**Aim of the task**
Edit the records below so that every occurrence of "sample run" reads "demo run", leaving everything else unchanged.

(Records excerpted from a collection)

'''

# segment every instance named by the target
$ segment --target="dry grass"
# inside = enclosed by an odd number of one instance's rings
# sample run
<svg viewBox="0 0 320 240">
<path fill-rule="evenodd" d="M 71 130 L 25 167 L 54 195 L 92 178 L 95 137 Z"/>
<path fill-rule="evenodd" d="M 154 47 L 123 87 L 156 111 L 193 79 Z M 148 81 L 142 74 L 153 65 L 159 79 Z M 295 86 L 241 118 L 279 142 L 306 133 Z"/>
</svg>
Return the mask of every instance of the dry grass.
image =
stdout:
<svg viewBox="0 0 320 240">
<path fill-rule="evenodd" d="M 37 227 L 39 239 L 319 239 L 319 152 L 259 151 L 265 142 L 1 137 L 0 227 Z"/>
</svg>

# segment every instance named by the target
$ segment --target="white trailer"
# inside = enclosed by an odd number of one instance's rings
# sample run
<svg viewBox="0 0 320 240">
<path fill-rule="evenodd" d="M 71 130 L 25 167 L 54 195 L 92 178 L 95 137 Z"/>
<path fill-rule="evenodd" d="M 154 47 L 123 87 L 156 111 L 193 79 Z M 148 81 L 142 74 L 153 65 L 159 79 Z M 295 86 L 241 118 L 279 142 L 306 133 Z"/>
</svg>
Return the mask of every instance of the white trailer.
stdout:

'''

**Result below**
# segment every instance named by the target
$ segment --target="dry grass"
# inside = enclosed by an odd number of one instance's rings
# demo run
<svg viewBox="0 0 320 240">
<path fill-rule="evenodd" d="M 71 130 L 25 167 L 54 195 L 92 178 L 95 137 Z"/>
<path fill-rule="evenodd" d="M 154 47 L 123 87 L 156 111 L 193 79 Z M 148 81 L 142 74 L 153 65 L 159 79 Z M 295 86 L 241 118 L 279 142 L 306 133 Z"/>
</svg>
Return the mask of every instance of the dry grass.
image =
stdout:
<svg viewBox="0 0 320 240">
<path fill-rule="evenodd" d="M 37 227 L 39 239 L 319 239 L 319 152 L 259 151 L 265 142 L 1 137 L 0 227 Z"/>
</svg>

# segment every instance named by the target
$ segment --target="white trailer"
# inside = enclosed by an odd number of one instance's rings
# demo run
<svg viewBox="0 0 320 240">
<path fill-rule="evenodd" d="M 71 130 L 25 167 L 54 195 L 92 178 L 95 137 Z"/>
<path fill-rule="evenodd" d="M 154 47 L 123 87 L 156 111 L 193 79 Z M 148 81 L 142 74 L 153 65 L 159 79 Z M 295 86 L 241 118 L 279 142 L 306 133 Z"/>
</svg>
Return the mask of every instance of the white trailer.
stdout:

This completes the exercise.